%%

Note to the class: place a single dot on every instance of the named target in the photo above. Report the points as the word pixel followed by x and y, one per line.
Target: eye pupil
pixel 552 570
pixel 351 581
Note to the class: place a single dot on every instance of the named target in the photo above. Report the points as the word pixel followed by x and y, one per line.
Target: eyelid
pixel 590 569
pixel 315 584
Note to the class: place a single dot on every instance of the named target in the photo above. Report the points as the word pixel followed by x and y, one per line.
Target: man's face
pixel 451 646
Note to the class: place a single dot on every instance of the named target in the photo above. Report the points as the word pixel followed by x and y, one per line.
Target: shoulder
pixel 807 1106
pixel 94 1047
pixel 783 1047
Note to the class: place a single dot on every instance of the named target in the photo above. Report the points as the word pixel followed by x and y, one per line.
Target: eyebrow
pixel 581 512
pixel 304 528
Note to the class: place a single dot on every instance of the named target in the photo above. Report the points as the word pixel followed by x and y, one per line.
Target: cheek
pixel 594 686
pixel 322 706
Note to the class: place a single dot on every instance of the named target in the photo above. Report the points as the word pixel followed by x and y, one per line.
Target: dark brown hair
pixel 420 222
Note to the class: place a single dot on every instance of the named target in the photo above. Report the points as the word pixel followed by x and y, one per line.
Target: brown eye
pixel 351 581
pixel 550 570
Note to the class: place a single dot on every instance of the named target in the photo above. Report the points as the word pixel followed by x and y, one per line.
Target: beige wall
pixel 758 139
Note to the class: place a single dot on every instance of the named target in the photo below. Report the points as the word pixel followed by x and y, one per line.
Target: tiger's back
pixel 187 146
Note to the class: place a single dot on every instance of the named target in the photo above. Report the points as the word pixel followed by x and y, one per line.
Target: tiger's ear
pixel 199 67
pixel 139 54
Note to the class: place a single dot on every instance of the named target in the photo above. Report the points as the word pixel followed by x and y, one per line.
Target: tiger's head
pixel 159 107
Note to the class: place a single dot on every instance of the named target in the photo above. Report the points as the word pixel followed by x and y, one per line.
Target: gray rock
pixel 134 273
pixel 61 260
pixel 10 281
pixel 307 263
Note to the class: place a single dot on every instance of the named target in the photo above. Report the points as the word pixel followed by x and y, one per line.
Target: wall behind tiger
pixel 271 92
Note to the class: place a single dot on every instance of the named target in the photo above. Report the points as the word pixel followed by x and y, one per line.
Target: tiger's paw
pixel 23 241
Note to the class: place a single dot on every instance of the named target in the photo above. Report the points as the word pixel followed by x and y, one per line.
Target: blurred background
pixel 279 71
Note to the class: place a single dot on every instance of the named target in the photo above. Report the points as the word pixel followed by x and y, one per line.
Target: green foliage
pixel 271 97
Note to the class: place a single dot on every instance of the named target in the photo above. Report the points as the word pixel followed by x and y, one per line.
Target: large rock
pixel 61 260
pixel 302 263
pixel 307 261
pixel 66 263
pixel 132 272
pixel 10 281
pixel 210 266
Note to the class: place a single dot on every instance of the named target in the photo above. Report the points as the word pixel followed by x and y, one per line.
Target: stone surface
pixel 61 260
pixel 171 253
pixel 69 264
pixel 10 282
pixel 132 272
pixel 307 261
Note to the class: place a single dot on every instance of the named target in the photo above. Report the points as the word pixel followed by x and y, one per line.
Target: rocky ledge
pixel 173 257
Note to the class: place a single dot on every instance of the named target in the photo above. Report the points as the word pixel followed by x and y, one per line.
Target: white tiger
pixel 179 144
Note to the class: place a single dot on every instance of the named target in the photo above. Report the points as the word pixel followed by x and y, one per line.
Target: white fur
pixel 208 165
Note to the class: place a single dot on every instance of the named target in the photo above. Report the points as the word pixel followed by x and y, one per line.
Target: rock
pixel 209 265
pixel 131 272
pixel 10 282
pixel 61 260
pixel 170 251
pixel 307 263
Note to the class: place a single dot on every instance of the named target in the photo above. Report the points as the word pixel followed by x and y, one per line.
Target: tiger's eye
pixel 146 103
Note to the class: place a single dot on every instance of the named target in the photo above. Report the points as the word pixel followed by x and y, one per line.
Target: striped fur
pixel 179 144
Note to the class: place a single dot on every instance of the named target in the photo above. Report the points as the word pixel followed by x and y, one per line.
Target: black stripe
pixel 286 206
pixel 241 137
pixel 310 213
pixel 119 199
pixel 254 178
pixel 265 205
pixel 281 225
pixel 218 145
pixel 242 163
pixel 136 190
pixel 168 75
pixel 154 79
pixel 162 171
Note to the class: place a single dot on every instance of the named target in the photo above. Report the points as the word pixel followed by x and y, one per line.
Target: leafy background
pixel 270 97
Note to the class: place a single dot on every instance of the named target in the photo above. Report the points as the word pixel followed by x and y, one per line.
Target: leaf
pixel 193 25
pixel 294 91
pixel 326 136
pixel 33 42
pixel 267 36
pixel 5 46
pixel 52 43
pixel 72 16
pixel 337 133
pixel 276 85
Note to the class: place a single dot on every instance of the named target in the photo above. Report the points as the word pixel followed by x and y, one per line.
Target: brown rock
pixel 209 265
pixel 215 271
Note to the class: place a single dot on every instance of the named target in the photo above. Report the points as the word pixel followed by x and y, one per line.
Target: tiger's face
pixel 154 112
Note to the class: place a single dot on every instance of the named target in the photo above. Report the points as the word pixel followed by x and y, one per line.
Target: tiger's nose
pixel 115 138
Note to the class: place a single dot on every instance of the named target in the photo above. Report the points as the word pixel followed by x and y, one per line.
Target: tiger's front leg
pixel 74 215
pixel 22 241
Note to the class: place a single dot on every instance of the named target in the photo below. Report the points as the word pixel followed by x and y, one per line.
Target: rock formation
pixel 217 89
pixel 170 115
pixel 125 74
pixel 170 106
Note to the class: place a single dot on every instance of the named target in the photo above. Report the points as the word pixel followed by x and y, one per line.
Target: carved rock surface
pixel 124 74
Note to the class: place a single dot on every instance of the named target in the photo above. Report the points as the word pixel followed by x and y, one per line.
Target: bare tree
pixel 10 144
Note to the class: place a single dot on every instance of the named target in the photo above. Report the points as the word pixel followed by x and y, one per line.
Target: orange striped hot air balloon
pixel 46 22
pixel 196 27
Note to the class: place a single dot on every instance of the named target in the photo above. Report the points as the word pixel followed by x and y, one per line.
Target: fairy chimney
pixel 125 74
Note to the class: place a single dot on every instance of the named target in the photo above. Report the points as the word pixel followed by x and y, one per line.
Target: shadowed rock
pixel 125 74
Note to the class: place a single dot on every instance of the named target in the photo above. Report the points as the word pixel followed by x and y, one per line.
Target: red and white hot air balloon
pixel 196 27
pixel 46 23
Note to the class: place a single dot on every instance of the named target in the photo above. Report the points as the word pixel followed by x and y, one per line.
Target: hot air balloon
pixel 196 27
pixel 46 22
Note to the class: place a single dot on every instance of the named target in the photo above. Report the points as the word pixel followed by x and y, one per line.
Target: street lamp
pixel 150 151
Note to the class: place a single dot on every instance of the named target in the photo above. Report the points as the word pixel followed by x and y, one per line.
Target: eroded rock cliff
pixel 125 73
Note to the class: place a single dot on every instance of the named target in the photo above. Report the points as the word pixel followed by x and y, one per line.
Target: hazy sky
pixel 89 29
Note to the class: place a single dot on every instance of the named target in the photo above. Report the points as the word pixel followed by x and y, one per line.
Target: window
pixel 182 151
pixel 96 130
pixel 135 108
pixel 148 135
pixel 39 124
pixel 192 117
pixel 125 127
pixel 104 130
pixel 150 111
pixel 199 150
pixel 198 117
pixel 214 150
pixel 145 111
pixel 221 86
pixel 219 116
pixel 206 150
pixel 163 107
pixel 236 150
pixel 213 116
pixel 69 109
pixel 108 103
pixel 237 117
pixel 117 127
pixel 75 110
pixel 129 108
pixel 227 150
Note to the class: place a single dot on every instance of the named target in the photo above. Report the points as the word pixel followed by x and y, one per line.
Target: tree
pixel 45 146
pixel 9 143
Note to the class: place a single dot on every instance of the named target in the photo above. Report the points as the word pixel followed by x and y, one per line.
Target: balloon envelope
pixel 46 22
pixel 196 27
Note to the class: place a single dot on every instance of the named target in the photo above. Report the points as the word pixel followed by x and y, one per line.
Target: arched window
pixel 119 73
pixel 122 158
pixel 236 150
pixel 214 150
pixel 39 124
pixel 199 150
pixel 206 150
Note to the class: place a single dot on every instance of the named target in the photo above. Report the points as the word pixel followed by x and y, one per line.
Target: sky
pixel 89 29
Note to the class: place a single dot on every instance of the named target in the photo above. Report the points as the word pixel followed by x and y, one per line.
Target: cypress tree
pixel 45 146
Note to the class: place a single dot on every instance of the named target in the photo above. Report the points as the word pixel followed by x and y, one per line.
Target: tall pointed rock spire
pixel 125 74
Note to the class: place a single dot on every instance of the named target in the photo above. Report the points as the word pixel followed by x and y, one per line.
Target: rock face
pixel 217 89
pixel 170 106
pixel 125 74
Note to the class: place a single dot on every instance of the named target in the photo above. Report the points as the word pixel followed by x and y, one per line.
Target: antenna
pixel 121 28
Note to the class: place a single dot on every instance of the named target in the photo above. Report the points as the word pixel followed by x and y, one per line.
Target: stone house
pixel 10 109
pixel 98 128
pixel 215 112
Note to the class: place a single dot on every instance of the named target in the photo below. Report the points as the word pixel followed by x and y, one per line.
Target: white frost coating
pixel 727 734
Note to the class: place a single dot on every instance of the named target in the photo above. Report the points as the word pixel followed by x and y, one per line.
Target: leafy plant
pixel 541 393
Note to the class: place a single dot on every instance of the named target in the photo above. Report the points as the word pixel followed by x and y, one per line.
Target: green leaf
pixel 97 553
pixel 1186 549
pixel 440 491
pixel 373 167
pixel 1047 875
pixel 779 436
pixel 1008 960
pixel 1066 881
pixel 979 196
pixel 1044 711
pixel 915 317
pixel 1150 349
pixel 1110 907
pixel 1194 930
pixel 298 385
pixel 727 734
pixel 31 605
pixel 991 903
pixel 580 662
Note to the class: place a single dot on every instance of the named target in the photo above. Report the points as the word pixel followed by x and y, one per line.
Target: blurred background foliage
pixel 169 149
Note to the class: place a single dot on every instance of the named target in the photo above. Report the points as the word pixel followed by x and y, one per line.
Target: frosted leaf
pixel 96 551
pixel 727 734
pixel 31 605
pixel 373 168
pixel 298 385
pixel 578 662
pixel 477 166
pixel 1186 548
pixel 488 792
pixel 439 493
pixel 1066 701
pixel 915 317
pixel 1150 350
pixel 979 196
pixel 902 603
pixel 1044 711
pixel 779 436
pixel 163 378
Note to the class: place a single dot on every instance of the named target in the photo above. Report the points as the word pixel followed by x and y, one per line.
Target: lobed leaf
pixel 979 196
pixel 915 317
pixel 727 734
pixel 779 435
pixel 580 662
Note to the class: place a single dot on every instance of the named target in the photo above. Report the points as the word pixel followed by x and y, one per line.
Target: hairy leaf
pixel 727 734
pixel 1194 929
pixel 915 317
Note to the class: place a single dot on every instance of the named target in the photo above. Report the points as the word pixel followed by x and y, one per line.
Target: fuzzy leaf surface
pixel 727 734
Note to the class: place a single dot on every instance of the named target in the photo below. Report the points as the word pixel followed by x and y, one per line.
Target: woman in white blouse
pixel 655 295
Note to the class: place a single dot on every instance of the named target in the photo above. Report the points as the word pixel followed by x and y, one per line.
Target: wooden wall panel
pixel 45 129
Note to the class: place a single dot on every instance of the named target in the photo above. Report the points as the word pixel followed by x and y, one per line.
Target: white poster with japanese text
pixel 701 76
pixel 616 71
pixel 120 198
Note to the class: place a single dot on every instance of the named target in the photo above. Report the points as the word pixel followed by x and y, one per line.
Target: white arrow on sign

%%

:: Stated problem ::
List every line of the data above that contains the word "leafy". Case counts.

:: The result ::
Target: leafy background
Target: leafy plant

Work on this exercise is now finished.